====== TEXT SECTION
# Sixty-One Nails by Mike Shevdon



## Stephen Palmer (Jun 21, 2010)

One of the two books in my Alt.Fiction goodie-bag was 'Sixty-One Nails' by Mike Shevdon. I've been reading it this week, and finished it yesterday.

You could be forgiven for thinking, upon reading the blurb, "oh no not again..." We have here the seven courts of Faerie, a London setting, dark basements, eerie mildew, urban magic - but then again an endorsement from Juliet McKenna, who knows what she's talking about.

The tale is of Niall Petersen, a man we first meet walking in the London Underground. Suddenly taken ill, as if by a heart attack, he is rescued by a mysterious woman called Blackbird, who at once begins to tell him he is not, in fact, who he thinks he is. There is Fey blood in his veins. Over the course of the next few chapters Niall finds out that somewhere in his past lies a dark secret, that gives him control of the 'gallowfyre.' Blackbird meanwhile is a Fey of Fire and Air. Their situation is not good. The unreconstructed Untainted are after them; turns out that six of the seven courts diluted their bloodline with mere human stuff in an effort to stay fertile, while the faerie fundamentalist seventh court, the Untainted, did not. And there's been trouble ever since.

So Niall has to run. The barrier between the human world and the Fey world is weak. He has to protect his daughter too. An ancient London ritual (which actually exists - it's 800 years old next year) called the Quit Rent Ceremony is the only thing stopping the wrathful Untainted from following their terrible plan.

Following the faerie Way to Shropshire, seeking the participants of the Quit Rent, via iron smiths and much derring-do, the unlikely pairing of Niall and Blackbird become closer to one another and to their goal of using a special forge to bring safety to the human world, and to their own lives.

This novel could have been so-so. But it ain't. For a debut novel, this is pretty good. The pacing is excellent, the characters interesting, the temptation to splurge on dozens of Fey with special powers ignored. Probably it's a tad too long, but that's the case with so many novels. Also it's not been brilliantly proof-read. But those niggles apart, this is very well written, involving, and a terrific read. I really enjoyed it, and I wasn't expecting to. (It was quite strange reading the Shropshire parts though - as a Shropshire lad myself, currently living near Shrewsbury, I know the area well, including Bridgenorth, which is where the iron smiths live.)

I think there may be cross-over appeal here. Readers of Holly Black's excellent 'Tithe,' Herbie Brennan's bonkers 'Faerie Wars,' and maybe even readers of Steve Augarde's work would enjoy Sixty-One Nails. And there's another volume to come, because Blackbird is pregnant...


----------



## shevdon (Sep 4, 2010)

Hi Stephen,

Thank you so much for this great review, really glad you enjoyed the book.  Just wanted to let you know that the sequel, The Road to Bedlam is out this week, just as Sixty-One Nails is released in the US and Canada.

Hope the sequel lives up to expectations.  

Cheers

    Mike


----------



## Stephen Palmer (Sep 6, 2010)

Triffic!

I shall endeavour to get a copy, but if your publishers want to send me a review copy for Chronicles, I'll get to work


----------



## shevdon (Sep 6, 2010)

You'd have to contact Lee at Angry Robot - it's not up to me.  Drop him an email and see what he says.


----------



## Stephen Palmer (Sep 7, 2010)

Have done so!


----------
============
SHORT EXERCISE 1 → In the Sixty-One Nails thread, what is the title of the sequel?
SHORT EXERCISE 2 → Revise the Sixty-One Nails thread from "I think there" through "up to expectations.", replacing "sequel" with "follow-up".
====== SOURCE MATERIAL
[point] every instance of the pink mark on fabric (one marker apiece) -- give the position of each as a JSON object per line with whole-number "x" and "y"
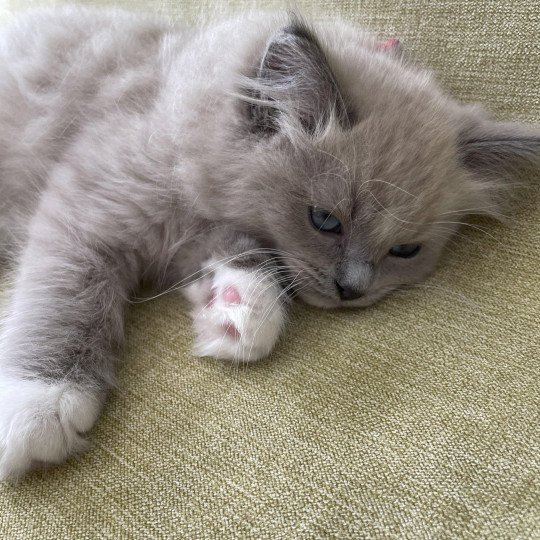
{"x": 231, "y": 295}
{"x": 231, "y": 330}
{"x": 388, "y": 44}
============
FULL OUTPUT 1 → The Road to Bedlam

FULL OUTPUT 2 →
I think there may be cross-over appeal here. Readers of Holly Black's excellent 'Tithe,' Herbie Brennan's bonkers 'Faerie Wars,' and maybe even readers of Steve Augarde's work would enjoy Sixty-One Nails. And there's another volume to come, because Blackbird is pregnant...


----------



## shevdon (Sep 4, 2010)

Hi Stephen,

Thank you so much for this great review, really glad you enjoyed the book.  Just wanted to let you know that the follow-up, The Road to Bedlam is out this week, just as Sixty-One Nails is released in the US and Canada.

Hope the follow-up lives up to expectations.